RECORDS PROVIDED:

>> begin

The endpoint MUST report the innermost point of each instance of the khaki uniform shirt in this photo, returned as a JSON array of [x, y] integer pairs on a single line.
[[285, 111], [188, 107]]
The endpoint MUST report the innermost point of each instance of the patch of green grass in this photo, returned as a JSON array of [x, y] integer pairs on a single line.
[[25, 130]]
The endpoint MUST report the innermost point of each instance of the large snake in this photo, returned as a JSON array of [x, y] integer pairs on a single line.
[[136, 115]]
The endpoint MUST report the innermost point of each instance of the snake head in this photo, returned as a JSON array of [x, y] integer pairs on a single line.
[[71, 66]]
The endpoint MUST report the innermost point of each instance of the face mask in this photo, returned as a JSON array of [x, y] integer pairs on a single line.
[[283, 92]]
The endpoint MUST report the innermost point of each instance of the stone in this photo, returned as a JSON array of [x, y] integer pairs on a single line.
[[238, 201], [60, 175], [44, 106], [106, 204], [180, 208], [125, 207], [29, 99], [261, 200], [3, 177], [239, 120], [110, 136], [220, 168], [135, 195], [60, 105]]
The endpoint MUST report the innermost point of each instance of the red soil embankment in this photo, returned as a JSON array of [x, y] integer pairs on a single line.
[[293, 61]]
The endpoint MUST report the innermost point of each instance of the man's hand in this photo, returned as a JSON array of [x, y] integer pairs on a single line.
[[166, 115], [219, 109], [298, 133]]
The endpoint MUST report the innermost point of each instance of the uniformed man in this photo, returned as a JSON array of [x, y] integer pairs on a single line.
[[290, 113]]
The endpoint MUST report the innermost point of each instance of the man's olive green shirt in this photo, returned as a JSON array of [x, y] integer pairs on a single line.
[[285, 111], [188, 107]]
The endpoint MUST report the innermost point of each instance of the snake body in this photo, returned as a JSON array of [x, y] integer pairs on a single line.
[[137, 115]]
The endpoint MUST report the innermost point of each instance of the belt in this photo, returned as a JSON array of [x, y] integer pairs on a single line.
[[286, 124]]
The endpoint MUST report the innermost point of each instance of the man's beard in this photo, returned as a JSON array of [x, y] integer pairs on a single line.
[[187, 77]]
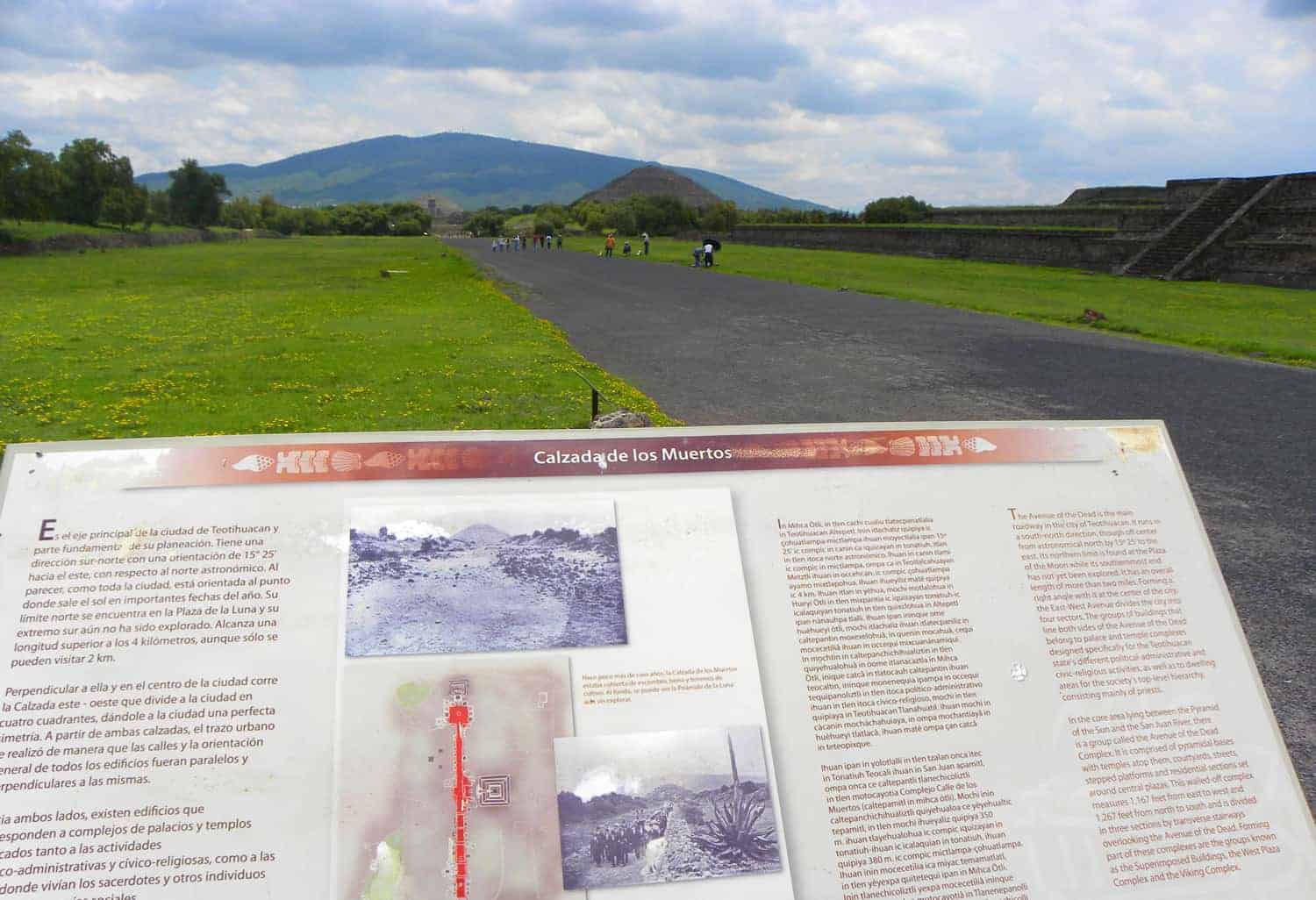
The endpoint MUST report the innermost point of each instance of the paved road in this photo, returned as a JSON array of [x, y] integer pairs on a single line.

>> end

EXERCISE AIM: Copy out every one of the records above with "innermost" swapped for "central" and nothing else changed. Leave the pictures out.

SOLUTION TO THE EXERCISE:
The endpoint MUST report the central point of each instance of the khaki uniform shirt in this photo, returned as a JSON array of [x, y] integer pairs on a single line.
[[285, 111], [188, 107]]
The endpoint MUST report the central point of each instance of the patch of green grass in this photo, returned as a JSON array of [x, y] integer pairs on a single line.
[[25, 130]]
The endpoint MUST report the central point of each instance of the large snake in this photo, returned as a JSON array of [x, y] integer pairs on a single line.
[[136, 115]]
The endpoint MUST report the central point of each instance of the snake head in this photo, returned as a JSON array of [x, y] integer pairs on a single line.
[[71, 66]]
The endpoint MUST report the central point of each instance of the face mask in this photo, returned as a JSON array of [x, y] integer pairs on a single line.
[[283, 92]]
The endpoint MUST report the central point of each instance of the stone in this photo, returned as a JSON array of [x, y] integer pairs on a single line.
[[238, 201], [60, 175], [44, 106], [106, 204], [180, 208], [125, 207], [29, 99], [261, 200], [3, 177], [239, 120], [110, 136], [220, 168], [135, 195], [60, 105]]
The endpoint MUST report the central point of each instance of the red soil embankment in this photo, returned as a JSON array of [x, y] integer pairs on a single line.
[[293, 61]]
The endpoint MUST report the central point of each instance of the man's hand in this photo, returned as a JSON array of [x, y] integer pairs on a single line.
[[166, 115], [219, 109], [298, 133]]
The endpoint MUST report the central point of each instance of the uniformed man in this photo, returned as a JSON array of [x, y] integer pairs on a single line.
[[290, 113]]
The endpoint MUST report the central point of each instance of the man's olive green shirt in this photo, returned as a JSON array of [x, y] integer pairs on a single line.
[[285, 111], [188, 107]]
The endpoint MUST report the central point of each instance of the snake body in this photo, returned as a JSON array of [x, y] integer pairs on a single line.
[[137, 115]]
The endpoint MUST report the central point of each instance of the belt in this photo, returned as a JSON array of [x, y] integer pairs on a single line.
[[286, 124]]
The endpoint MUST report the central point of each instance of the man's beard in this photo, returned as a JSON array of [x, y] integer pairs on a single line.
[[187, 77]]
The endpoint MUST report the central point of each instance of the paved road in this photo, returned as a JSON array of [x, y] integer pairs on a single line.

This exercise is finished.